● **TASK STATEMENT**
Format the items from the line containing "The response MUST carry one point per instance of the reflection" through the end of the items as a JSON list of strings, with one string per line and blank lines omitted.

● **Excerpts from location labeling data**

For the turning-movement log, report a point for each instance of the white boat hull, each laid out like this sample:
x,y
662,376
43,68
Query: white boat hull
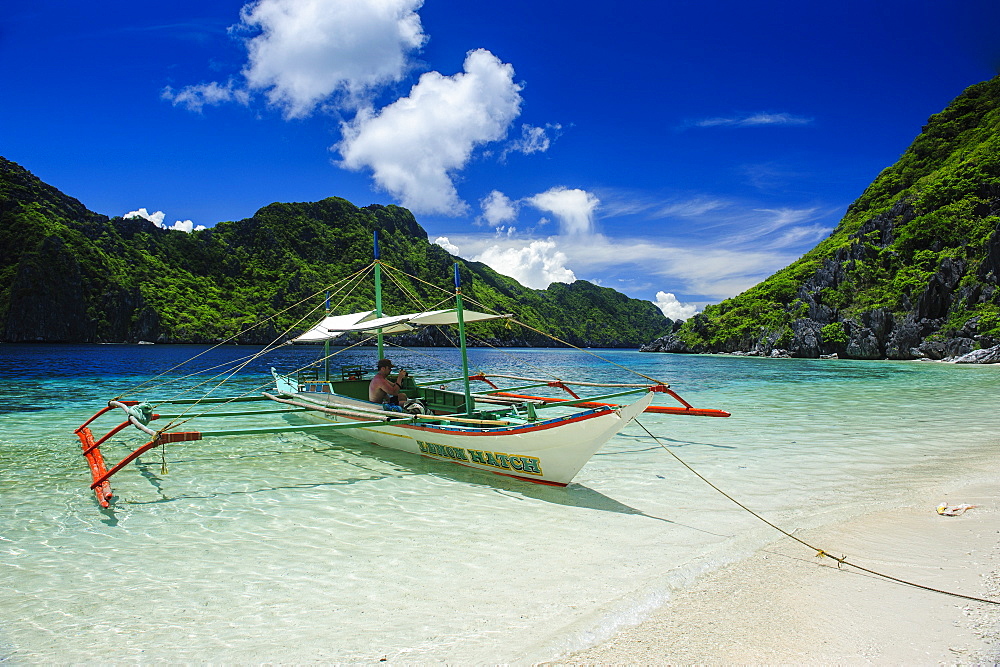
x,y
548,451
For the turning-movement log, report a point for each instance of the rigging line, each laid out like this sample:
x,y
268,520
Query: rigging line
x,y
405,290
417,278
440,361
273,345
140,386
178,421
593,354
269,348
516,358
820,553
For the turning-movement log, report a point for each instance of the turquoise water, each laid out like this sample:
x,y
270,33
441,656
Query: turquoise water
x,y
305,548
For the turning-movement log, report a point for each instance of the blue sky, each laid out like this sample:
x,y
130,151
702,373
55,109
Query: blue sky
x,y
676,151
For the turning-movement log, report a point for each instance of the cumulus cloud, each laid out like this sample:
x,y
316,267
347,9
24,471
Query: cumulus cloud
x,y
197,97
157,219
308,50
414,145
573,209
184,226
446,244
536,265
303,53
498,208
754,120
532,140
673,308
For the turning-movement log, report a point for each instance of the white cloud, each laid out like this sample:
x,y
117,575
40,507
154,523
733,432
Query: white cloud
x,y
446,244
156,218
536,265
498,208
574,209
196,97
305,52
184,226
755,120
415,144
673,308
691,208
533,139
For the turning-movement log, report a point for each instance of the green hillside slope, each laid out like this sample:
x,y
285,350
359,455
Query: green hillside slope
x,y
911,270
70,275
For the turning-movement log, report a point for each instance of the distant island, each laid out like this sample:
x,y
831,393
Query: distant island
x,y
70,275
910,272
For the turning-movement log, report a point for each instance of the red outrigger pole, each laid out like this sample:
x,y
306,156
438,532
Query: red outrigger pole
x,y
92,448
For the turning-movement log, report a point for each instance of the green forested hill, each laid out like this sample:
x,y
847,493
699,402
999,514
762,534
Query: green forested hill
x,y
70,275
911,270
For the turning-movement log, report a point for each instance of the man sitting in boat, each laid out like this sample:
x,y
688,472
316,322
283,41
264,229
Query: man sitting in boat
x,y
385,391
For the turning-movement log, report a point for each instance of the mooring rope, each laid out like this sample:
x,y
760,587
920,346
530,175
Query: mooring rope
x,y
820,553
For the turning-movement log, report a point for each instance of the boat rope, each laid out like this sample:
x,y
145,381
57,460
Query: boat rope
x,y
820,553
489,309
270,347
148,384
184,417
520,360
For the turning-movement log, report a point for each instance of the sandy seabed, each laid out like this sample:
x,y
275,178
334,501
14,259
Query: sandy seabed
x,y
785,605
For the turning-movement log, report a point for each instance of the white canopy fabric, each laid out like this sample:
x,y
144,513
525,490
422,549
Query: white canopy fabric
x,y
332,327
322,331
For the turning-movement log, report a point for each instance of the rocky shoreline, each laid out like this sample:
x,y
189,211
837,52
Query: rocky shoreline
x,y
934,352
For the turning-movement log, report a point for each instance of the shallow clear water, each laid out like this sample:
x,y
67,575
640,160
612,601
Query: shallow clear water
x,y
297,548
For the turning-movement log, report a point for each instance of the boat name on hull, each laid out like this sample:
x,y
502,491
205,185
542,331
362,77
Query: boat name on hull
x,y
523,464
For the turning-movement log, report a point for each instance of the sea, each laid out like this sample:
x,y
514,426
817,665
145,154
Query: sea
x,y
305,548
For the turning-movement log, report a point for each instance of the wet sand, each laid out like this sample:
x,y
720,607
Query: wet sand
x,y
784,605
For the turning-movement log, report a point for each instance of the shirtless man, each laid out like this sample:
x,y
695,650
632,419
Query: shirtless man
x,y
384,390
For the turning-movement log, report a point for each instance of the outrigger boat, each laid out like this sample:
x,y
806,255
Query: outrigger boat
x,y
541,439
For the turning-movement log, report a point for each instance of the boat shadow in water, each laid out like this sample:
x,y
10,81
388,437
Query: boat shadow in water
x,y
572,495
371,463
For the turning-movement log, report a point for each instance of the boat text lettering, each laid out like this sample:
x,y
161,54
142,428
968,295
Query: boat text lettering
x,y
525,464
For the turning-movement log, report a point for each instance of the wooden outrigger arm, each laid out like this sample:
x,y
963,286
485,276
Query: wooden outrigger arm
x,y
101,475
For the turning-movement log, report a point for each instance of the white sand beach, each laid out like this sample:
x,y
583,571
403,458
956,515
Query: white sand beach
x,y
786,606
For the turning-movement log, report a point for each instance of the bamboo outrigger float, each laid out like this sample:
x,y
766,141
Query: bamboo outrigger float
x,y
496,429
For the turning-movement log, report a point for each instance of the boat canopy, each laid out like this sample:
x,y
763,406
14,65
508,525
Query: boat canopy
x,y
364,322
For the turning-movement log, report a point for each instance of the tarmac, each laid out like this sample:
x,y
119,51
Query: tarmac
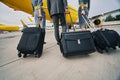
x,y
52,65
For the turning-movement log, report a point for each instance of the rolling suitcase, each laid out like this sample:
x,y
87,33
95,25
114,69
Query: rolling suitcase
x,y
76,43
31,41
105,39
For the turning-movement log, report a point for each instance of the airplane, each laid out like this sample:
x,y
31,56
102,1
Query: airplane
x,y
18,5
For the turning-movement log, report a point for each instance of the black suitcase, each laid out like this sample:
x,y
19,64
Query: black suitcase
x,y
77,43
105,39
31,41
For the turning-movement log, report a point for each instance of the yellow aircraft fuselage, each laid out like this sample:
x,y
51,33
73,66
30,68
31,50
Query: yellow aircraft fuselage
x,y
25,6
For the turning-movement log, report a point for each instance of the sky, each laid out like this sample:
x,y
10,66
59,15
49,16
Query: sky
x,y
9,16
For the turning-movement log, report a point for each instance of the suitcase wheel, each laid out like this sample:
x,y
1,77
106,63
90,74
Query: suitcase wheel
x,y
19,54
106,49
114,48
65,55
38,54
25,55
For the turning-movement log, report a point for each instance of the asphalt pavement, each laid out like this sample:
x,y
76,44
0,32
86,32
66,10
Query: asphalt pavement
x,y
52,65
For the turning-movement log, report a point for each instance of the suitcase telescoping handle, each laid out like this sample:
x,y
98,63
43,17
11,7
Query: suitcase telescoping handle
x,y
88,22
71,22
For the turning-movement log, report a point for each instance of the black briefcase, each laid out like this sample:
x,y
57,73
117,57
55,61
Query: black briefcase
x,y
76,43
31,41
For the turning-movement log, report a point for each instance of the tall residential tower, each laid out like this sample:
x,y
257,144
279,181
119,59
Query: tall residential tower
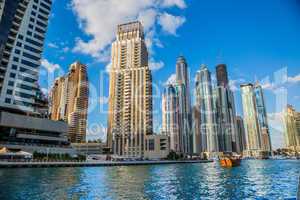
x,y
130,92
185,115
170,117
69,101
23,25
204,100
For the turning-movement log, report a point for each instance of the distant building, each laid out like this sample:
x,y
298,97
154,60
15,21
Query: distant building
x,y
222,76
196,128
241,136
185,115
170,118
225,112
262,118
292,128
69,101
23,106
23,26
156,147
253,136
204,100
130,92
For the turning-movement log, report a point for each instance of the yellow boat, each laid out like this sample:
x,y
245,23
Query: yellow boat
x,y
230,161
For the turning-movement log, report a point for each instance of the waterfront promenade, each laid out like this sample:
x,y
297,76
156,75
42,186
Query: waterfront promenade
x,y
94,163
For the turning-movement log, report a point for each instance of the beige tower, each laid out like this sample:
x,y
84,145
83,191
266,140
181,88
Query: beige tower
x,y
130,92
69,101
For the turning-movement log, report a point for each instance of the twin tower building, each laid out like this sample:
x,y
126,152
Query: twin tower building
x,y
210,126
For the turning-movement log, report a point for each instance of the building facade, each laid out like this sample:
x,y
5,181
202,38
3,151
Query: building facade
x,y
185,114
170,117
253,136
204,99
262,118
292,128
225,112
130,92
241,136
23,26
156,147
69,101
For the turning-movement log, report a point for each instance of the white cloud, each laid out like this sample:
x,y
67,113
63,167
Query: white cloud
x,y
45,91
66,49
49,66
171,80
294,79
103,100
99,19
52,45
170,23
235,84
154,66
179,3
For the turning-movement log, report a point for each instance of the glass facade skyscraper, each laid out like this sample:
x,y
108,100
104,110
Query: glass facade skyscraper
x,y
23,27
185,115
170,118
204,99
130,92
262,118
225,112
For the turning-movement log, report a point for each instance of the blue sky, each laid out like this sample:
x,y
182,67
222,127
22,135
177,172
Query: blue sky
x,y
254,38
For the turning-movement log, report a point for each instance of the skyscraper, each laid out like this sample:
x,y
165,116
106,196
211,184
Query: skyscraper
x,y
253,136
292,128
225,115
23,26
170,117
241,137
262,118
204,99
69,101
130,93
222,76
196,128
185,115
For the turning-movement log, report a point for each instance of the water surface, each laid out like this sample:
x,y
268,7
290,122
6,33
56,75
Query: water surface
x,y
255,179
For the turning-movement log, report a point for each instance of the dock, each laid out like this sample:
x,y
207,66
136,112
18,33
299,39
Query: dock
x,y
95,163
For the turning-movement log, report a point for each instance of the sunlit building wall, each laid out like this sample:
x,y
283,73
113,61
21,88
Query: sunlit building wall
x,y
130,92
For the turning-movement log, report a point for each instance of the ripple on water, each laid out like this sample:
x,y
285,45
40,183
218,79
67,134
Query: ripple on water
x,y
253,180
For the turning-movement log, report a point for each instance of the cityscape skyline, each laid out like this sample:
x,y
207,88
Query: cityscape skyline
x,y
169,59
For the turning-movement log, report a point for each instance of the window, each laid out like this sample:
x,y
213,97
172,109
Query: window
x,y
29,48
27,55
24,95
34,42
9,92
151,145
15,67
17,51
11,83
19,44
12,75
30,64
7,100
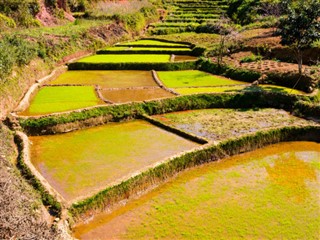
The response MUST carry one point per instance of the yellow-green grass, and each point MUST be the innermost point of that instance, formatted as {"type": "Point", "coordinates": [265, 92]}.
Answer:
{"type": "Point", "coordinates": [220, 124]}
{"type": "Point", "coordinates": [181, 58]}
{"type": "Point", "coordinates": [273, 88]}
{"type": "Point", "coordinates": [271, 193]}
{"type": "Point", "coordinates": [107, 79]}
{"type": "Point", "coordinates": [154, 43]}
{"type": "Point", "coordinates": [130, 95]}
{"type": "Point", "coordinates": [194, 78]}
{"type": "Point", "coordinates": [147, 48]}
{"type": "Point", "coordinates": [62, 98]}
{"type": "Point", "coordinates": [126, 58]}
{"type": "Point", "coordinates": [81, 163]}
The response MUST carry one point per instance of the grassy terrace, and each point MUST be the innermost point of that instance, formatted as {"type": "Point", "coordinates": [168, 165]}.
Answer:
{"type": "Point", "coordinates": [81, 163]}
{"type": "Point", "coordinates": [191, 90]}
{"type": "Point", "coordinates": [221, 124]}
{"type": "Point", "coordinates": [107, 79]}
{"type": "Point", "coordinates": [186, 16]}
{"type": "Point", "coordinates": [147, 48]}
{"type": "Point", "coordinates": [127, 58]}
{"type": "Point", "coordinates": [59, 99]}
{"type": "Point", "coordinates": [271, 193]}
{"type": "Point", "coordinates": [194, 78]}
{"type": "Point", "coordinates": [151, 43]}
{"type": "Point", "coordinates": [132, 95]}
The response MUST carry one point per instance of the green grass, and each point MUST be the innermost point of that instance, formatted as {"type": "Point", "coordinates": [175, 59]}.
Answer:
{"type": "Point", "coordinates": [271, 193]}
{"type": "Point", "coordinates": [107, 79]}
{"type": "Point", "coordinates": [200, 39]}
{"type": "Point", "coordinates": [220, 124]}
{"type": "Point", "coordinates": [147, 48]}
{"type": "Point", "coordinates": [273, 88]}
{"type": "Point", "coordinates": [153, 43]}
{"type": "Point", "coordinates": [194, 78]}
{"type": "Point", "coordinates": [59, 99]}
{"type": "Point", "coordinates": [130, 95]}
{"type": "Point", "coordinates": [83, 162]}
{"type": "Point", "coordinates": [125, 58]}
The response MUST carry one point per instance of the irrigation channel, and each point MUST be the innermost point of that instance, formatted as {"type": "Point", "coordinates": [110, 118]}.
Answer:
{"type": "Point", "coordinates": [136, 142]}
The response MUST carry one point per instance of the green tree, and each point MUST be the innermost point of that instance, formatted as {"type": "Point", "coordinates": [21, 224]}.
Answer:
{"type": "Point", "coordinates": [300, 26]}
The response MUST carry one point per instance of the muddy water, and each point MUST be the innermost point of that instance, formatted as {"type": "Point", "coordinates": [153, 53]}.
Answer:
{"type": "Point", "coordinates": [180, 58]}
{"type": "Point", "coordinates": [271, 193]}
{"type": "Point", "coordinates": [130, 95]}
{"type": "Point", "coordinates": [107, 79]}
{"type": "Point", "coordinates": [81, 163]}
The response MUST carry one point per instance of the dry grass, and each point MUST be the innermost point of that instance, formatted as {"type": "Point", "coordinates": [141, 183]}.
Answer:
{"type": "Point", "coordinates": [121, 7]}
{"type": "Point", "coordinates": [20, 207]}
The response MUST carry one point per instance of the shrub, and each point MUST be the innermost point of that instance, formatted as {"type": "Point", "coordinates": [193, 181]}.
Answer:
{"type": "Point", "coordinates": [7, 59]}
{"type": "Point", "coordinates": [252, 58]}
{"type": "Point", "coordinates": [6, 22]}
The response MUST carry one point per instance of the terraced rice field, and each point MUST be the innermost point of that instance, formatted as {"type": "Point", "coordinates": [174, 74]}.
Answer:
{"type": "Point", "coordinates": [126, 58]}
{"type": "Point", "coordinates": [187, 16]}
{"type": "Point", "coordinates": [271, 193]}
{"type": "Point", "coordinates": [194, 78]}
{"type": "Point", "coordinates": [134, 95]}
{"type": "Point", "coordinates": [221, 124]}
{"type": "Point", "coordinates": [248, 88]}
{"type": "Point", "coordinates": [107, 79]}
{"type": "Point", "coordinates": [62, 98]}
{"type": "Point", "coordinates": [152, 43]}
{"type": "Point", "coordinates": [182, 58]}
{"type": "Point", "coordinates": [80, 163]}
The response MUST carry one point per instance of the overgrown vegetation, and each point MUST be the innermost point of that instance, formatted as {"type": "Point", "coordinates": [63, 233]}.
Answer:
{"type": "Point", "coordinates": [20, 211]}
{"type": "Point", "coordinates": [19, 12]}
{"type": "Point", "coordinates": [163, 171]}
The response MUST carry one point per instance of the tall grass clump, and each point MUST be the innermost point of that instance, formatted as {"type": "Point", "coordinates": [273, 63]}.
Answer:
{"type": "Point", "coordinates": [23, 12]}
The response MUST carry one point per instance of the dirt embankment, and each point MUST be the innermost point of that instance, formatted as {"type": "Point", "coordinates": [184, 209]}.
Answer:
{"type": "Point", "coordinates": [15, 88]}
{"type": "Point", "coordinates": [22, 215]}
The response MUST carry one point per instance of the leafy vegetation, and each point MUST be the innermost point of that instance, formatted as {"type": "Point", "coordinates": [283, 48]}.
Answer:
{"type": "Point", "coordinates": [193, 78]}
{"type": "Point", "coordinates": [300, 27]}
{"type": "Point", "coordinates": [107, 79]}
{"type": "Point", "coordinates": [216, 200]}
{"type": "Point", "coordinates": [60, 98]}
{"type": "Point", "coordinates": [69, 161]}
{"type": "Point", "coordinates": [125, 58]}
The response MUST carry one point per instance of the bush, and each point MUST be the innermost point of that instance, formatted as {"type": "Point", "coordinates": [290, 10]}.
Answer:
{"type": "Point", "coordinates": [22, 12]}
{"type": "Point", "coordinates": [243, 11]}
{"type": "Point", "coordinates": [6, 22]}
{"type": "Point", "coordinates": [252, 58]}
{"type": "Point", "coordinates": [7, 59]}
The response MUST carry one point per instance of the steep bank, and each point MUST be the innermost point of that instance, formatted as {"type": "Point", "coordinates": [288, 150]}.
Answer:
{"type": "Point", "coordinates": [51, 47]}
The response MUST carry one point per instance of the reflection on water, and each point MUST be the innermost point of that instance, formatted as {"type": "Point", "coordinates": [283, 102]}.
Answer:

● **FINAL RESULT**
[
  "The response MUST carry one point per instance of the reflection on water, and each point MUST be the innermost point of that instance, formatted as {\"type\": \"Point\", \"coordinates\": [283, 102]}.",
  "Answer:"
]